→ **WORK TO BE COMPLETED**
For this exercise, retype all the data exactly and exclude every image.

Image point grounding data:
================

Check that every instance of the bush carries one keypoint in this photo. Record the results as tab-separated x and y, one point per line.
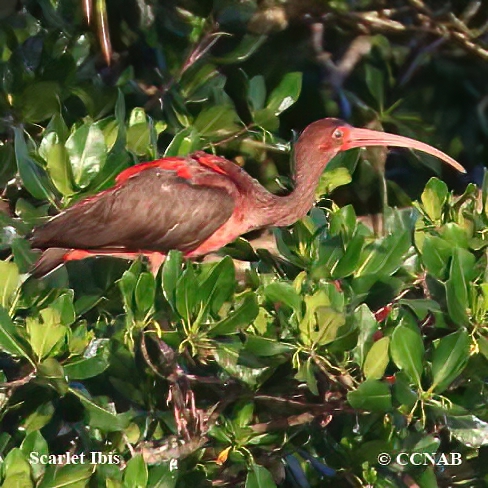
329	362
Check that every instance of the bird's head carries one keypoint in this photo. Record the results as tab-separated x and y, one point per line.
331	136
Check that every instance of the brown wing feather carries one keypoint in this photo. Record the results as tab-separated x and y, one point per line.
154	210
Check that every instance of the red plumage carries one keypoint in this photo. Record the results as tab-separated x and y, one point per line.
196	204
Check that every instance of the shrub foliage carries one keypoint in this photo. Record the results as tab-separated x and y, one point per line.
321	361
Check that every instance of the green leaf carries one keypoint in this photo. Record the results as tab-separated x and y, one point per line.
34	178
468	429
216	121
266	119
9	282
367	326
94	362
321	322
65	308
53	151
371	395
306	373
35	443
384	256
39	418
349	261
449	358
186	294
434	197
145	291
51	372
436	253
407	351
68	476
286	93
259	477
262	346
377	359
16	469
460	273
284	294
45	333
257	92
136	474
375	84
218	286
40	101
246	48
88	153
101	417
170	276
241	317
9	338
332	179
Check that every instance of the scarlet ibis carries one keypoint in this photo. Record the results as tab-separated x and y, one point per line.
198	203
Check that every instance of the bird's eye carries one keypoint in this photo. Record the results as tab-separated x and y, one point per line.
338	134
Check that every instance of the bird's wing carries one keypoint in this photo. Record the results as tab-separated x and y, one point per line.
151	209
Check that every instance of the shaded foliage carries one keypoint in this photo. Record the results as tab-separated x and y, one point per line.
300	372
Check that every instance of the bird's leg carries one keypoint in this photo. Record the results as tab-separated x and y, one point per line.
156	259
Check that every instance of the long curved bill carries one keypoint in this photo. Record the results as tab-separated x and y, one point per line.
365	137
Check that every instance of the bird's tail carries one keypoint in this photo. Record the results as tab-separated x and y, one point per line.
50	259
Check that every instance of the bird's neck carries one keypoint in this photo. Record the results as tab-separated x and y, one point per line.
295	205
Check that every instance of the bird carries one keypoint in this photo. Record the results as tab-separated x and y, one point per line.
197	203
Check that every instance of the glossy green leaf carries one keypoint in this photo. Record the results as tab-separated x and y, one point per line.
371	395
16	469
257	92
286	93
349	261
45	333
407	351
170	276
94	362
262	346
246	48
285	294
9	282
40	101
450	356
10	341
102	417
377	359
68	476
367	325
435	255
266	119
384	256
216	121
240	318
87	152
434	197
306	373
375	84
218	286
40	417
34	442
145	292
136	474
259	477
332	179
460	273
34	178
186	294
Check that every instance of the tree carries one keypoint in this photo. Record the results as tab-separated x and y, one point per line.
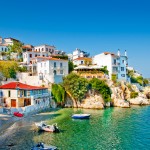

================

→ **SOLVED EXERCISE**
Check that every instance of the bush carries one keypoint in this photo. Record the results as tab-separated x and y, one point per line.
329	362
Check that every instance of the bird's head carries one keypoint in this photo. Record the results as tab-separated x and y, one point per line.
331	136
Check that every instance of the brown wing feather carries one keypoint in this photo. Record the results as tab-separated x and y, one point per line.
154	210
Check that every instance of the red plumage carries one keypoint in this photo. Record the results as tab-separated x and y, one point per line.
196	204
Check that every instance of the shrub foliage carries one keypoint in this photo. Record the results as tab-separated x and y, one point per line.
321	361
Check that every instance of the green leaf carries one keypoint in this photo. Record the results as tab-separated x and y, one point per line.
34	178
468	429
216	121
266	119
9	282
367	326
94	362
321	322
65	308
53	151
371	395
306	373
35	443
384	256
39	418
349	261
449	358
186	294
434	197
145	291
51	372
436	253
407	351
68	476
286	93
259	477
262	346
377	359
16	469
460	273
284	294
45	333
257	92
136	474
375	84
218	286
40	101
246	48
88	153
101	417
170	276
241	317
9	338
332	179
Check that every instance of the scarlet ibis carries one keypoint in this photo. Record the results as tab-separated x and y, one point per line.
198	203
Check that every instance of the bird's eye carries one keypoint in this photo. Record the results as tab-separated x and y, one point per line.
338	134
Check that every instance of the bird's wing carries one keypoint in this photo. Record the results as tab-separated x and y, one point per line.
151	209
Check that every instance of the shaded foliage carries one keypoint in this photo. Record the results as tab-separated x and y, one point per line.
300	372
Check that every instance of the bird's leg carries one keypoint in this photo. Record the results as tab-separated x and y, one point per line.
156	259
Check that every instance of the long curved bill carries one keypoint in this photo. Record the results as tab-separated x and y, one point per line.
365	137
Check that every instance of the bird's tail carries one keypoint in this photo. Record the results as tab-separated x and y, one point per line.
50	259
Check that every instance of the bird's neck carries one keypoint in this photo. Record the results as tab-separated x and y, one point per line.
295	205
Check that every instance of the bird carries one keypoint in this photo. Record the results as tab-separated x and y, one point per line.
197	203
Check that every instance of the glossy green leaf carries one keypoint in this photo. Record the results as tab-separated x and y, one point per line.
371	395
16	469
257	92
286	93
349	261
45	333
407	351
170	276
94	362
262	346
246	48
285	294
9	282
40	101
450	356
10	341
102	417
377	359
68	476
367	325
435	255
266	119
384	256
216	121
240	318
87	152
434	197
306	373
375	84
218	286
40	417
34	442
145	292
136	474
259	477
332	179
460	273
34	178
186	294
Check that every instance of the tree carries one keypoint in this photo. Record the results as tab-separated x and y, one point per line.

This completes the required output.